» The problem: Copy out the items verbatim, starting with the line that contains "Reviewer note: verify that every instance of the grass lawn" and continuing through the line that contains "<point>95,387</point>", with both of those lines included.

» Records to process:
******************************
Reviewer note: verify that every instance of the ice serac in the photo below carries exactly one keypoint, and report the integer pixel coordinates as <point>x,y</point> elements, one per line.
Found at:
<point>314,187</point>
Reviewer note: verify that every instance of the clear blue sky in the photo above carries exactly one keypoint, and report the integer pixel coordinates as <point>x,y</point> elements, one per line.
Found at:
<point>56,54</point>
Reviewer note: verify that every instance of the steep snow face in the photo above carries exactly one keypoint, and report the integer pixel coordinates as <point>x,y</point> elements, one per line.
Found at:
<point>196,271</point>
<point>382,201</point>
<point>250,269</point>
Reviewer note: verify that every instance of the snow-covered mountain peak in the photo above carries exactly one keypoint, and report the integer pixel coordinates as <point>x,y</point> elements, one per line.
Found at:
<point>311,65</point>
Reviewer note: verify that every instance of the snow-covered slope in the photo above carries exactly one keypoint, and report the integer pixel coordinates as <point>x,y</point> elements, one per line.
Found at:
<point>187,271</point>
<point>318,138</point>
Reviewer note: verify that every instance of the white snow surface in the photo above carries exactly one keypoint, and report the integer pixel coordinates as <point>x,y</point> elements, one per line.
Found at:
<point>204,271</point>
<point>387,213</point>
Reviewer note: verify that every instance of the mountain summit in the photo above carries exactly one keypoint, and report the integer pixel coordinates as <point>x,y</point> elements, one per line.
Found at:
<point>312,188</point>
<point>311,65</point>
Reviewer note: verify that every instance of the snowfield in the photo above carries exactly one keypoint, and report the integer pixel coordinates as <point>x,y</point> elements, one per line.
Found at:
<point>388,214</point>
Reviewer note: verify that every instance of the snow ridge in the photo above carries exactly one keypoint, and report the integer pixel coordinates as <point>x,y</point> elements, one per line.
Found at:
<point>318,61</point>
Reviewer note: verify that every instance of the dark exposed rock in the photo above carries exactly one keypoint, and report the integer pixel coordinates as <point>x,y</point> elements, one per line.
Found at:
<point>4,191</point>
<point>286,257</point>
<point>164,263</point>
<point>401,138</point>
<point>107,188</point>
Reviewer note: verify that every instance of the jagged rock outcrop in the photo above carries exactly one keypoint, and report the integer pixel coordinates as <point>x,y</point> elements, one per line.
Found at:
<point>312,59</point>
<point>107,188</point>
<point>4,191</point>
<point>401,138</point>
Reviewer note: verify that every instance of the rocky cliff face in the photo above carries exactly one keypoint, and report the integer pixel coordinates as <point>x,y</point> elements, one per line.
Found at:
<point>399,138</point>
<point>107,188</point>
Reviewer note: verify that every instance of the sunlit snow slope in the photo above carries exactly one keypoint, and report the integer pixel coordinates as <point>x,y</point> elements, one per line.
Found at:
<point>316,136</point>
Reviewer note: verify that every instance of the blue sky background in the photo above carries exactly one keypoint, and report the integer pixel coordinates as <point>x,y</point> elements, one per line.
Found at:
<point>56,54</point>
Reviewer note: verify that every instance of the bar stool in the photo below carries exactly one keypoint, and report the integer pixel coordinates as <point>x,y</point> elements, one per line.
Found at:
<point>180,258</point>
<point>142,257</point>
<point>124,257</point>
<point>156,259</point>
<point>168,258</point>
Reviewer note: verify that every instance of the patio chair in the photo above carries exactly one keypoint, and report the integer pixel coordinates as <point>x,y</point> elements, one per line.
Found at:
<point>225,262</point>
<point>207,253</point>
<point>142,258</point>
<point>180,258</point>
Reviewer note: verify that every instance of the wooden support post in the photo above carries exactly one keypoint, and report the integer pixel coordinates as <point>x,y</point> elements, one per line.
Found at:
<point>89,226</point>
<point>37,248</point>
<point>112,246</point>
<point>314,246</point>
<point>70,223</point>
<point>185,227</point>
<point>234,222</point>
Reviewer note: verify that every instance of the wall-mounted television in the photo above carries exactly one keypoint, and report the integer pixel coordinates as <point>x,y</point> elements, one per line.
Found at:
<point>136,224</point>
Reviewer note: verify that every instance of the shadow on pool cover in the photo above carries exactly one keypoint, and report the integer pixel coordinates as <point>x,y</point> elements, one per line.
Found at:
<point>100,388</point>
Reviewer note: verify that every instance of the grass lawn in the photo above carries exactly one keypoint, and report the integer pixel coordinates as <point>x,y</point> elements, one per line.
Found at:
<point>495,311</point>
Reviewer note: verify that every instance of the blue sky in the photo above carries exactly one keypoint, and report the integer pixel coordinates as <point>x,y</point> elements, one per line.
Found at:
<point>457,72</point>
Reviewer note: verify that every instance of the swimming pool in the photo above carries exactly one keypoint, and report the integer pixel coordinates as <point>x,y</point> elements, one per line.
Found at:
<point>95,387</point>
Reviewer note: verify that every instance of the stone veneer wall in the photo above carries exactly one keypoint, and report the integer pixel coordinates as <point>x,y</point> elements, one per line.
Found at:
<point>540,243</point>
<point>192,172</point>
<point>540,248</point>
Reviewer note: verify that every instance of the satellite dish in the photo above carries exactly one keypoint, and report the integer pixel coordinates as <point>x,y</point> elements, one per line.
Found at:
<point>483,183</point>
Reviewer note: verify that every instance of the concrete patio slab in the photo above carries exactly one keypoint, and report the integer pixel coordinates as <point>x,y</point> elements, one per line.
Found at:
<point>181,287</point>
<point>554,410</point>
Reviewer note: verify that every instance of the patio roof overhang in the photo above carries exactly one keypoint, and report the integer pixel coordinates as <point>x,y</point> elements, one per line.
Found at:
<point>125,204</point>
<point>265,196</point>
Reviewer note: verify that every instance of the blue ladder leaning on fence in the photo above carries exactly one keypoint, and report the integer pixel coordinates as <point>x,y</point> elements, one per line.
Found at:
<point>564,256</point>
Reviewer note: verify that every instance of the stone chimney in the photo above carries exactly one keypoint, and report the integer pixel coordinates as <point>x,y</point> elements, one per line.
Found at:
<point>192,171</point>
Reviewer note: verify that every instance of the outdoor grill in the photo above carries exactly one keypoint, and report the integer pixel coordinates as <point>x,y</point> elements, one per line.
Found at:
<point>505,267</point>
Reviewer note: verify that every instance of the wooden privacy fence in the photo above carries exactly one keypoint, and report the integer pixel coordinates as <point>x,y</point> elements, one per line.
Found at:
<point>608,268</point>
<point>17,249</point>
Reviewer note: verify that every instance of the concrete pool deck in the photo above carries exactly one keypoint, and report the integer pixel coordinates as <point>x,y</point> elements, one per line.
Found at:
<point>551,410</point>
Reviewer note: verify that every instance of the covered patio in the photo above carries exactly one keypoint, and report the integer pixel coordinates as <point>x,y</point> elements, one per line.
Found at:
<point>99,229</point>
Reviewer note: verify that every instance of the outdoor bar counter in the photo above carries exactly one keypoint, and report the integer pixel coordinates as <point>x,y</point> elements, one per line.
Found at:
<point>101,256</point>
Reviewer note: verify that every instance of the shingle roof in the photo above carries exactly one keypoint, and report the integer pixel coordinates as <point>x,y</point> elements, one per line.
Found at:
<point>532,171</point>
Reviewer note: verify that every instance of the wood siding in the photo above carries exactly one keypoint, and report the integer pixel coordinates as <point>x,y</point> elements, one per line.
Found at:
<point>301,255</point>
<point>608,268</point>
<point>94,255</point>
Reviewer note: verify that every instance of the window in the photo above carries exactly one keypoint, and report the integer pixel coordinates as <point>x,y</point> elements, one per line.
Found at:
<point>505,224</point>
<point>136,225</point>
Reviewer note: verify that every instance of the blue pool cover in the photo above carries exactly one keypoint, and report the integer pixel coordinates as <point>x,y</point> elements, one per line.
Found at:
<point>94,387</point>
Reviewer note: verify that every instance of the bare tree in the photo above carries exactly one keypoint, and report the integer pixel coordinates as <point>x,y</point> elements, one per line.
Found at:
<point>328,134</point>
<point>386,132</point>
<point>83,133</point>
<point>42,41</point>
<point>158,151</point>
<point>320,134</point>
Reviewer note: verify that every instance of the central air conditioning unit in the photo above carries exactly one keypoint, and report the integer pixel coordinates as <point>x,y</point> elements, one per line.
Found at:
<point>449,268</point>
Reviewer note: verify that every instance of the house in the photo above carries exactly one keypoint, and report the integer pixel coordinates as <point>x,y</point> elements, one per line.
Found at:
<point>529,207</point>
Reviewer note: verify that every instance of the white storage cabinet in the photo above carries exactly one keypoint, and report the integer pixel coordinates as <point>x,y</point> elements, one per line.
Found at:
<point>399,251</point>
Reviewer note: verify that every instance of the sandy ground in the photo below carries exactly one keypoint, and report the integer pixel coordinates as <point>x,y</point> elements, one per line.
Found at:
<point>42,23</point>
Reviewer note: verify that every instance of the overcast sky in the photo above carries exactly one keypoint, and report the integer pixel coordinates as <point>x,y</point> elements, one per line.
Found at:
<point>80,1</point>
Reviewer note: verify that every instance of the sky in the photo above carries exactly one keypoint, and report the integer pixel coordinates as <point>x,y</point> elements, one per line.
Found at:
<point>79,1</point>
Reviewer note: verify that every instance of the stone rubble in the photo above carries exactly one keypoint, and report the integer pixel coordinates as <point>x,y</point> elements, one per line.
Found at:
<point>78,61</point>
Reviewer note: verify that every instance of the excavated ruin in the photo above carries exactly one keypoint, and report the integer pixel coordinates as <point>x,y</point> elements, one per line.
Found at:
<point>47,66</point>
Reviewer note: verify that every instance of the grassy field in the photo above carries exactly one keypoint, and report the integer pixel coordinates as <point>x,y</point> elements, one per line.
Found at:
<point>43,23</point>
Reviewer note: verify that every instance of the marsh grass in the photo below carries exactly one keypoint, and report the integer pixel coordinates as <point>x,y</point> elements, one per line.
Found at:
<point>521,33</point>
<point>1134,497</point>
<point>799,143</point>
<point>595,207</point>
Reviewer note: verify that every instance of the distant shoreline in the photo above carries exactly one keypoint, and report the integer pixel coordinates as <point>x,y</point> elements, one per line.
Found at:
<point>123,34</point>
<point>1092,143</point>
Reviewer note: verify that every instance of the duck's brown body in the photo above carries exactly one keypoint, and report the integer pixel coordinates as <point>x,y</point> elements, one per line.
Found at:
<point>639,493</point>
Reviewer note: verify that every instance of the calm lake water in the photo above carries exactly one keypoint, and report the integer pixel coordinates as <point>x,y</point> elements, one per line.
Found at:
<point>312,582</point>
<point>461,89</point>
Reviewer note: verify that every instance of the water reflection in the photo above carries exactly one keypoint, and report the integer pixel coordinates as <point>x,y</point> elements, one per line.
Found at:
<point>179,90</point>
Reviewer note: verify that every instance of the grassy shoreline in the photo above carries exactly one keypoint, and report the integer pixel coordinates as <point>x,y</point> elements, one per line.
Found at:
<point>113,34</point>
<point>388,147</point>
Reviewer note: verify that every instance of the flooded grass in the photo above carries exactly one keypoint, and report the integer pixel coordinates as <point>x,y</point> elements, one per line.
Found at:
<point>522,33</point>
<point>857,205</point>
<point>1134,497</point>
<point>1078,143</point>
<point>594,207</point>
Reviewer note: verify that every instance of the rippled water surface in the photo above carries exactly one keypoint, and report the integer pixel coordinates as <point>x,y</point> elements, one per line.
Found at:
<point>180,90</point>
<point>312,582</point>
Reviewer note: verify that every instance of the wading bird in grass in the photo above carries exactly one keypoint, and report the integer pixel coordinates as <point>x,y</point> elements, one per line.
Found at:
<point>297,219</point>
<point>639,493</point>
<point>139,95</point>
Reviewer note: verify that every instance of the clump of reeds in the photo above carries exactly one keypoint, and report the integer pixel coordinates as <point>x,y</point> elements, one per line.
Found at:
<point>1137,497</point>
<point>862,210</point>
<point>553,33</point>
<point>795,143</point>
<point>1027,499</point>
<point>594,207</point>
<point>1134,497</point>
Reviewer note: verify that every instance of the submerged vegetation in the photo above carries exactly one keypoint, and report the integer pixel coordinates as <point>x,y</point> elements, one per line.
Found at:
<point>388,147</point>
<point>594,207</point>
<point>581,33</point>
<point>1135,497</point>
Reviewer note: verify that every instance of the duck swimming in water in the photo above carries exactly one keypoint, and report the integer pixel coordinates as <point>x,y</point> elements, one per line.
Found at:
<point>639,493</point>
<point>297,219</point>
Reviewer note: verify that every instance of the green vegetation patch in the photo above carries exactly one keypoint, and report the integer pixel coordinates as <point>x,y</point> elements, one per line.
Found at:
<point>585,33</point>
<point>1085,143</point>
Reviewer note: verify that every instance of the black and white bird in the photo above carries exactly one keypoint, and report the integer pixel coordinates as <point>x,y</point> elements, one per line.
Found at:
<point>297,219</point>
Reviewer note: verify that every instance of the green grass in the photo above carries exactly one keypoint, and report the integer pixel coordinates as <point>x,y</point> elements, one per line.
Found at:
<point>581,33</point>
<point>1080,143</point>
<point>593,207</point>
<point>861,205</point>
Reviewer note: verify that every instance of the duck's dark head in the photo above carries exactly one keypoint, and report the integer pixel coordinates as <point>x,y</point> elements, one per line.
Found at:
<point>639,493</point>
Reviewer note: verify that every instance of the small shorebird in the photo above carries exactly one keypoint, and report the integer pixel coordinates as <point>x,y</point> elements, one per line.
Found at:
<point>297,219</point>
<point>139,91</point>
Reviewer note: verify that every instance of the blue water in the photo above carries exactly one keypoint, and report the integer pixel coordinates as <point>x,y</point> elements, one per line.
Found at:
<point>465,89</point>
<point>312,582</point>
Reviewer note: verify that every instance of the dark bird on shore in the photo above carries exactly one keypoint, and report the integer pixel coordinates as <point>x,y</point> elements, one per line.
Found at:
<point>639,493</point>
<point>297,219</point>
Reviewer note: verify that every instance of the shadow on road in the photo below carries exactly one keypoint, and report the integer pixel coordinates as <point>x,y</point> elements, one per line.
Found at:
******************************
» Exercise response:
Reviewer note: verify that every instance of the grass lawn in the photo above carries exactly one keypoint, and report the integer pixel coordinates as <point>x,y</point> elements, one per line.
Found at:
<point>495,311</point>
Reviewer note: verify that every instance of the blue sky in the photo above carries exactly one keypoint, and report the integer pixel coordinates as <point>x,y</point> elements, one per line.
Found at:
<point>457,72</point>
Reviewer note: verify that every instance of the swimming pool in the photo above carries exactly one keypoint, and report the integer pixel coordinates as <point>x,y</point> elements, one per line.
Found at:
<point>95,387</point>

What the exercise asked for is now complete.